* _Exercise details_
Rewrite the material below, substituting "occurrence" for every "instance" and leaving everything else unchanged.

* _Given entries_

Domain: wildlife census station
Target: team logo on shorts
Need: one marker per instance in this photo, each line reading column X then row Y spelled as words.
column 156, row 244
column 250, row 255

* _Solution to the problem_
Domain: wildlife census station
Target: team logo on shorts
Need: one marker per occurrence in this photo, each line reading column X then row Y spelled as words.
column 156, row 244
column 250, row 255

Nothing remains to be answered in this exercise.